Task objective:
Can you pull out each line of the data below that includes the word "people"?

[Point localization data]
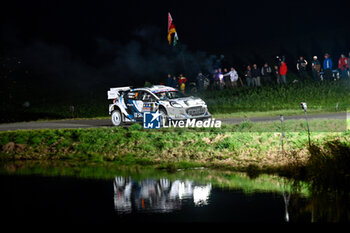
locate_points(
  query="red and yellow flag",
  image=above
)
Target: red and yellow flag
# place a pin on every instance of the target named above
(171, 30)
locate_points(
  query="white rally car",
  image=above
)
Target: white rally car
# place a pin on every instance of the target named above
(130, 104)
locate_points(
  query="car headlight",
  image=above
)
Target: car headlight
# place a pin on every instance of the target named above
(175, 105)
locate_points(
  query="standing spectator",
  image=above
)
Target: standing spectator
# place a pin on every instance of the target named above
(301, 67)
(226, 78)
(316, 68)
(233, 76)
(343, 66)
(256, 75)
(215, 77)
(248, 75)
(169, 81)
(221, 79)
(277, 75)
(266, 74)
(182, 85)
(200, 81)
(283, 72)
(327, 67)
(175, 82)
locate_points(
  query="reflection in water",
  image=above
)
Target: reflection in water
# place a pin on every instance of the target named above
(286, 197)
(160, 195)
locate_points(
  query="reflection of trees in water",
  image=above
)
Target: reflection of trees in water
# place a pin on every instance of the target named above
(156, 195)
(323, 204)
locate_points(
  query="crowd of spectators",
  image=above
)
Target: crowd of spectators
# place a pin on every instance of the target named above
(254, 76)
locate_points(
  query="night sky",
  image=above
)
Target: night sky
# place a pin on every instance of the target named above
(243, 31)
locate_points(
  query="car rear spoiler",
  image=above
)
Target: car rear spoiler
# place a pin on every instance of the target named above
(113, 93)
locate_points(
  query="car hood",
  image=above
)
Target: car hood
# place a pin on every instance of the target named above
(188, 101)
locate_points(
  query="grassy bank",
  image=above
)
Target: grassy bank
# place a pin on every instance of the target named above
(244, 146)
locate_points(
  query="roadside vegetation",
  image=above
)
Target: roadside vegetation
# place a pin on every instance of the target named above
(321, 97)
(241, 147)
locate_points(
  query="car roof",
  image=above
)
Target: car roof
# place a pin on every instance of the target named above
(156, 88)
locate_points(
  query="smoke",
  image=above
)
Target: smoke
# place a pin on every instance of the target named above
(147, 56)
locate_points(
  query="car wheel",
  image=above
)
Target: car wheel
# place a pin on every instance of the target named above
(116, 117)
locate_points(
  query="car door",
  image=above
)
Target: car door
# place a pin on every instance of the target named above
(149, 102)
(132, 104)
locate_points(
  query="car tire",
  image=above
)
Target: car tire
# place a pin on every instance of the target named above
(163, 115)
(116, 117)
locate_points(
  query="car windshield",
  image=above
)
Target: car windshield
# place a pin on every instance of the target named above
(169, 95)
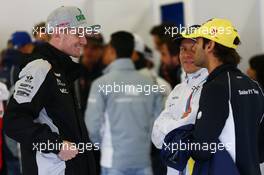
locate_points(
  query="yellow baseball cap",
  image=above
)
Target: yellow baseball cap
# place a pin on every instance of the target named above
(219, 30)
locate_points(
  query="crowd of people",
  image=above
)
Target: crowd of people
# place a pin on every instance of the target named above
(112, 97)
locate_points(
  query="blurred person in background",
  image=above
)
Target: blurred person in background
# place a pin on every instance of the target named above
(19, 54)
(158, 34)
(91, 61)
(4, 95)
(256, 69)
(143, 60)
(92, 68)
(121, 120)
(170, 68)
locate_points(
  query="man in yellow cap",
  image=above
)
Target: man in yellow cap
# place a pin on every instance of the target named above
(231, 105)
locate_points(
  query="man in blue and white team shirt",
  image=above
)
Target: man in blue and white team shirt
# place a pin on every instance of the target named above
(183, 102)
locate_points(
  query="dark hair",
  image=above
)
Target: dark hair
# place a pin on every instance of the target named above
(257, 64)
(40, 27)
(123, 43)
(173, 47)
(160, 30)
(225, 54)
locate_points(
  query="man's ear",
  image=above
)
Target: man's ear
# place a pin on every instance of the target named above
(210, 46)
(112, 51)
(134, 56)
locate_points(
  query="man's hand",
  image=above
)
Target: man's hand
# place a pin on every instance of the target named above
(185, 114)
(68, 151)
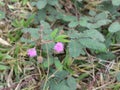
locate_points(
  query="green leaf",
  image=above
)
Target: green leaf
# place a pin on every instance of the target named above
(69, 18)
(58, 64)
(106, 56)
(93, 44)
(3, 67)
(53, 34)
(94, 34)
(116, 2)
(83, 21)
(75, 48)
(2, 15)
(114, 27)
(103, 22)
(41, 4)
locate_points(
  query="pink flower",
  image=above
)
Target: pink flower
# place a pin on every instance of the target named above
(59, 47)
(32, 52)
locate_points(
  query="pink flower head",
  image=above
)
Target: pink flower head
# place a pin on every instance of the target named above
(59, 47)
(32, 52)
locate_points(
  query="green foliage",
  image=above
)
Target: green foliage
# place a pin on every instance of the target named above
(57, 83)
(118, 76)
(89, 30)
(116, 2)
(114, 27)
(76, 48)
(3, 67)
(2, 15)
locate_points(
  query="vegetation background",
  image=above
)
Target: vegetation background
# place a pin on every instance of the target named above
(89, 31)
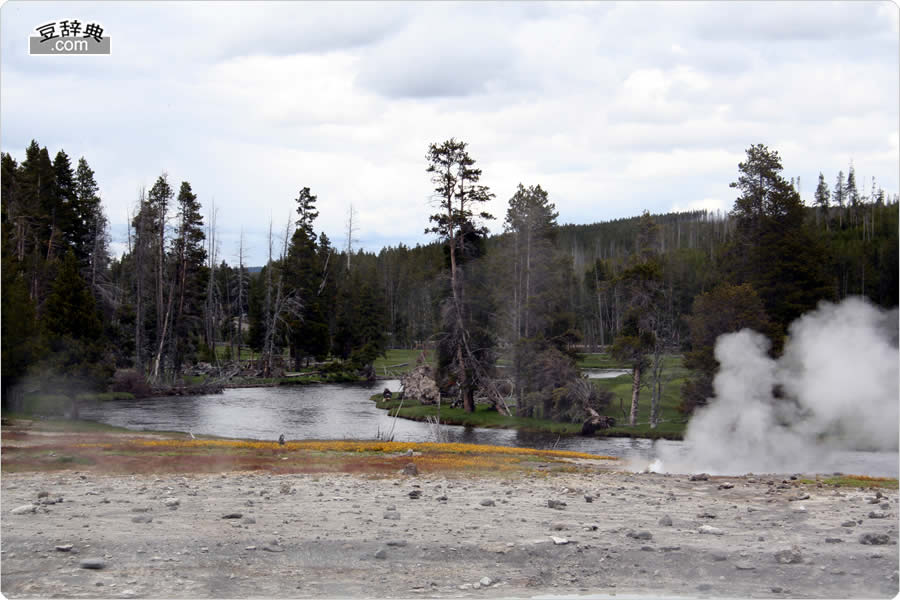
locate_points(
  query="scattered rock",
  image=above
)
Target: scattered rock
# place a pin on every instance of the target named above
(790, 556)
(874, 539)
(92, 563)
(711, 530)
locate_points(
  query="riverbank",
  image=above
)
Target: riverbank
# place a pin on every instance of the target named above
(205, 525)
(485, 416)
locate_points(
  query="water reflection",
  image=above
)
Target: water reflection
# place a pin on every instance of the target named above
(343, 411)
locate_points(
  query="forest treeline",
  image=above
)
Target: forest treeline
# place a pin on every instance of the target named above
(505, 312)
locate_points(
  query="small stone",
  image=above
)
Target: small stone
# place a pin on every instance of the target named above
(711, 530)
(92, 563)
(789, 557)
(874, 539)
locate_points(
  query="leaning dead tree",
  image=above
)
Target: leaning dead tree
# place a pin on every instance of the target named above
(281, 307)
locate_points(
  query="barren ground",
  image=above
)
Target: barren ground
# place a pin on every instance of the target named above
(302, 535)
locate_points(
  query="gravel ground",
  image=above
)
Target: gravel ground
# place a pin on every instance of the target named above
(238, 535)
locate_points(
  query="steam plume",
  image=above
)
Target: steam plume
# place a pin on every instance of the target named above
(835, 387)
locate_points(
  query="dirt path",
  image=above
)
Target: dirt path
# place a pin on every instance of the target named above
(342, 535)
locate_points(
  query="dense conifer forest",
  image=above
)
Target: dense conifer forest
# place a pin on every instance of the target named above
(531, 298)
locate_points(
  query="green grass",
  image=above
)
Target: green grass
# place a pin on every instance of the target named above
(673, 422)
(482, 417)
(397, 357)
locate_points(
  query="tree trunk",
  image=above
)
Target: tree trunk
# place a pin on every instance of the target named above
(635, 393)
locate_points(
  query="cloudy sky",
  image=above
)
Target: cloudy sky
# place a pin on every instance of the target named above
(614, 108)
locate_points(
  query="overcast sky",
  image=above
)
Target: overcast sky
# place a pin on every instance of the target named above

Response box:
  query="crowd of people",
Target: crowd of people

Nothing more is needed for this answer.